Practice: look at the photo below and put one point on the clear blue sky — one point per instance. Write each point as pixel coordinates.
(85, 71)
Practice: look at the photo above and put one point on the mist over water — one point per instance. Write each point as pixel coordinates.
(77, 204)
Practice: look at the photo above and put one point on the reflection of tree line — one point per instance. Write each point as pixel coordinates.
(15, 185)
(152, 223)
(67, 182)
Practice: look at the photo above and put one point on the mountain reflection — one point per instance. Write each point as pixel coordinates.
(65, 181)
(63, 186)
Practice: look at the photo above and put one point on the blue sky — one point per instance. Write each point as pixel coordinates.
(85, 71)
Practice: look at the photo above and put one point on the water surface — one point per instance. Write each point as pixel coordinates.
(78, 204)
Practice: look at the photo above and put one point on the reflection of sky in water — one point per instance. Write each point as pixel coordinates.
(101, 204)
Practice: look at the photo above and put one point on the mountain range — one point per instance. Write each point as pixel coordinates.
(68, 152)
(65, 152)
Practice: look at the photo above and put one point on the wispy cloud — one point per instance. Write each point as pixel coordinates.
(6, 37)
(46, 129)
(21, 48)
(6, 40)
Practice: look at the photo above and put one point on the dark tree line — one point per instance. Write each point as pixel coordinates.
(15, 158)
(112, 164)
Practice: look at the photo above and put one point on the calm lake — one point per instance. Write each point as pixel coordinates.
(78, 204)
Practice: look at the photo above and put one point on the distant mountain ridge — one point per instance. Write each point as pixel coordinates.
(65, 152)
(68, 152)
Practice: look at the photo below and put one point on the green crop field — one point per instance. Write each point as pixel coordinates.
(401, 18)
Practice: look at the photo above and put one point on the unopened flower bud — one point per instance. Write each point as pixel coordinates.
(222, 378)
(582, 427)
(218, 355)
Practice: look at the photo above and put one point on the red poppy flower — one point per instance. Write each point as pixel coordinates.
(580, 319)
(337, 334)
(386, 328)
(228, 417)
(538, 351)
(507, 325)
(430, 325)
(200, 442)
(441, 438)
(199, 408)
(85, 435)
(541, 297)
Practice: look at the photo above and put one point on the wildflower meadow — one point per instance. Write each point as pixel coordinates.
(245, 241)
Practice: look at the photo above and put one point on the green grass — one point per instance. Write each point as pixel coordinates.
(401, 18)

☆ ☆ ☆

Instructions for the task: Write out the whole listing above, keeping each line exactly as it is.

Solution to the problem:
Practice: look at the photo below and put one point on the clear blue sky — one point per instance. Write each point as pixel coordinates.
(85, 71)
Practice: look at the photo above and put one point on the mist over water — one point per instance. Write each point as pixel coordinates.
(77, 204)
Practice: look at the photo above and put one point on the reflection of tree line — one point per instance. Write each point as pixel coordinates.
(15, 185)
(152, 223)
(67, 182)
Practice: look at the photo above and put one point on the mountain reflection — one point per instance. Write each point as pixel coordinates.
(65, 181)
(63, 186)
Practice: look at the photo above and put one point on the blue sky — one point per instance. Write each point as pixel coordinates.
(85, 71)
Practice: look at the photo above and put one point on the water surface — one point per instance. Write each point as pixel coordinates.
(78, 204)
Practice: look at the photo above and put one point on the reflection of sky in water — one point per instance. Write each point as pixel coordinates.
(101, 204)
Practice: look at the photo above and put one point on the mountain range — one point per instance. Write each point as pixel coordinates.
(68, 152)
(65, 152)
Practice: look at the photo above and put one point on the wispy cloud — one point per instance. Write each point as pixel coordinates.
(6, 37)
(46, 129)
(21, 48)
(6, 40)
Practice: look at the photo above and put one point on the dark tree line — one point per instance. Write each point as pixel coordinates.
(15, 158)
(112, 164)
Practice: look at the photo above and put one point on the calm lake — one point per instance. Write each point as pixel coordinates.
(78, 204)
Practice: look at the photo above and put one point on the distant mountain ridge — one point per instance. Write each point as pixel coordinates.
(65, 152)
(68, 152)
Practice: look at the photo below and put one point on the green crop field — one point per instance. Write each point as pixel coordinates.
(401, 18)
Practice: look at the photo above and put one point on the unopened flower bud — one point per instance. Write each point as pixel coordinates.
(222, 378)
(582, 427)
(218, 355)
Practice: look at the photo above and put one point on the red poppy flower — one point per instance. Write each point as pixel coordinates.
(580, 319)
(337, 334)
(386, 328)
(228, 417)
(538, 351)
(507, 325)
(430, 325)
(200, 442)
(441, 438)
(199, 408)
(85, 435)
(541, 297)
Practice: look at the photo above and put one point on the wildflower meadow — one point per instance. Write each point as pixel coordinates.
(245, 241)
Practice: look at the photo above and put one point on the green grass — one point per instance. Write each point as pixel coordinates.
(401, 18)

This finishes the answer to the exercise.